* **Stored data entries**
• • • • •
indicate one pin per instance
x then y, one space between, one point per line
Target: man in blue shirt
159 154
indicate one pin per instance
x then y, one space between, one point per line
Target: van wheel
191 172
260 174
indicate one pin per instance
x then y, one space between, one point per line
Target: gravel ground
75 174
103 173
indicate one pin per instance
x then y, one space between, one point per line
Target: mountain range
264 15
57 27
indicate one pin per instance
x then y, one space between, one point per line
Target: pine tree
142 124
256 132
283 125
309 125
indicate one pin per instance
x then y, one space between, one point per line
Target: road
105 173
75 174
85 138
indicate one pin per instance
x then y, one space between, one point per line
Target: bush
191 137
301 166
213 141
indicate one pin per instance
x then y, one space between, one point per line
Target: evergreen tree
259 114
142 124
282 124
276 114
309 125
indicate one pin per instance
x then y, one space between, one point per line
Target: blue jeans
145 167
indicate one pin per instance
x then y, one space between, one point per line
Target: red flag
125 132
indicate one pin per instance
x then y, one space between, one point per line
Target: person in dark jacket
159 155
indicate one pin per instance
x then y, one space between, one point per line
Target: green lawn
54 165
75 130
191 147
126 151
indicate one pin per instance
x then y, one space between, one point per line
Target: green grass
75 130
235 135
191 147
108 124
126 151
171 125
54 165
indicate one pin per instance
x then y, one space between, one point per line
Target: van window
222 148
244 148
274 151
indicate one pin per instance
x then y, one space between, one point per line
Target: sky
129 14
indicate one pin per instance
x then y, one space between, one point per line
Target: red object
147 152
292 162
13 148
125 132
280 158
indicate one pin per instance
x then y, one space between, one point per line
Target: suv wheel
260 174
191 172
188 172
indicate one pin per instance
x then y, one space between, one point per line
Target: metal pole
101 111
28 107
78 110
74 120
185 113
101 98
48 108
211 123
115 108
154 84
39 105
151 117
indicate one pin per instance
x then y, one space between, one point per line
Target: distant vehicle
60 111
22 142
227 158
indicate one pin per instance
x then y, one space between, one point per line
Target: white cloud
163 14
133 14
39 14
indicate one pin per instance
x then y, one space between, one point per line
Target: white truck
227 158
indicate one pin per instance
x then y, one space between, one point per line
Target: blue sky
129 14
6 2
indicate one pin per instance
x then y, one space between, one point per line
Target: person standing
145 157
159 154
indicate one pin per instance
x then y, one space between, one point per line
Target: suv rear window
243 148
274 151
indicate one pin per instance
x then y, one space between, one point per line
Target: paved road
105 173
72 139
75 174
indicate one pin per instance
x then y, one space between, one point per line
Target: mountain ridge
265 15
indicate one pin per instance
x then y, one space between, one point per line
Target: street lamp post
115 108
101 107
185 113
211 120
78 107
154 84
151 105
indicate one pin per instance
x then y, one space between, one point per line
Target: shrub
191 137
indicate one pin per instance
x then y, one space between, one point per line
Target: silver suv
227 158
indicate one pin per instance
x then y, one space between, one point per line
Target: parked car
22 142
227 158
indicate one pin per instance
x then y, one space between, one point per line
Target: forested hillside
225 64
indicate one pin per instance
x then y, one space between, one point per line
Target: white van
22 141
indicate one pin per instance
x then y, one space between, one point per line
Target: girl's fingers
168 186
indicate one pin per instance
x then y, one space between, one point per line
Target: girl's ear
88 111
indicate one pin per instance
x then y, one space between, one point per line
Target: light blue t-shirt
• • • • •
* **Assignment**
Please print the data above exactly as it appears.

* **Exercise output**
indicate one pin per instance
x then y, one space between, one point per line
Target: man in blue shirt
159 154
indicate one pin per instance
x then y, one space between, one point per line
Target: van wheel
191 172
260 174
indicate one pin per instance
x then y, one space between, one point per line
Target: gravel ground
75 174
103 173
indicate one pin per instance
x then y, one space between, one point per line
Target: mountain range
264 15
57 27
indicate one pin per instance
x then y, one space between, one point per line
Target: pine tree
142 124
256 132
283 125
309 125
indicate one pin per instance
x then y, one space between, one point per line
Target: road
105 173
75 174
85 138
indicate one pin per instance
x then y, one space between, one point per line
Target: bush
191 137
301 166
213 141
indicate one pin per instance
x then y, one space between, one point per line
Target: evergreen tree
259 114
142 124
282 124
276 114
309 125
indicate one pin per instance
x then y, one space between, one point per line
Target: blue jeans
145 167
indicate one pin per instance
x then y, one space between, one point per line
Target: red flag
125 132
indicate one pin per instance
x then y, one space between, one point per line
Target: person in dark jacket
159 155
indicate one pin per instance
x then y, one space between, one point per line
Target: green lawn
54 165
75 130
191 147
126 151
indicate one pin per instance
x then y, one space between, one point per line
Target: green grass
75 130
235 135
191 147
108 124
126 151
171 125
54 165
indicate one pin per instance
x then y, one space between, one point per line
Target: van window
222 148
244 148
274 151
indicate one pin per instance
x then y, one space between, one point per line
Target: sky
129 14
indicate one pin per instance
x then y, one space between, one point per line
Target: red object
147 152
292 162
13 148
125 132
280 158
indicate one pin per instance
x then y, one space between, one point per line
Target: suv wheel
260 174
191 172
188 172
indicate one pin per instance
x then y, one space between, one point per line
Target: metal pole
101 111
28 107
78 110
74 120
185 113
101 98
48 108
211 123
115 108
154 84
39 105
151 117
indicate one pin per instance
x then y, one space between, one point per line
Target: distant vehicle
60 111
22 142
227 158
indicate one pin per instance
x then y, one space between, one point per line
Target: white cloud
163 14
133 14
39 14
indicate one pin per instance
x then y, one space between, one point per line
Target: white truck
227 158
indicate one pin per instance
x then y, one space between, one point per line
Target: blue sky
129 14
6 2
indicate one pin per instance
x then y, one space between, one point per line
Target: person standing
145 157
159 154
indicate one pin per instance
x then y, one space between, one point per line
Target: suv rear window
243 148
274 151
indicate one pin per instance
x then y, one space between, one point per line
Target: paved road
105 173
72 139
75 174
indicate one pin per instance
x then y, one space between, one point per line
Target: mountain ridge
265 15
indicate one pin per instance
x then y, one space between, one point per line
Target: street lamp post
115 108
101 107
185 113
211 120
78 107
154 84
151 105
indicate one pin per instance
x then y, one space between, one point per line
Target: shrub
191 137
indicate one pin per instance
x then y, one space between, one point per line
Target: silver suv
227 158
indicate one pin per instance
x then y, one space between, one point per line
Target: parked car
22 142
227 158
indicate one pin per instance
x then y, one space between, one point per line
Target: forested hillside
225 64
indicate one pin per instance
x then y, one space between, one point per line
Target: white van
22 141
indicate one pin per instance
x then y, one space between, one point per line
Target: girl's fingers
168 186
indicate one pin per instance
x then y, one space between, one point per line
Target: girl's ear
88 111
indicate one pin per instance
x then y, one space between, one point per line
Target: light blue t-shirt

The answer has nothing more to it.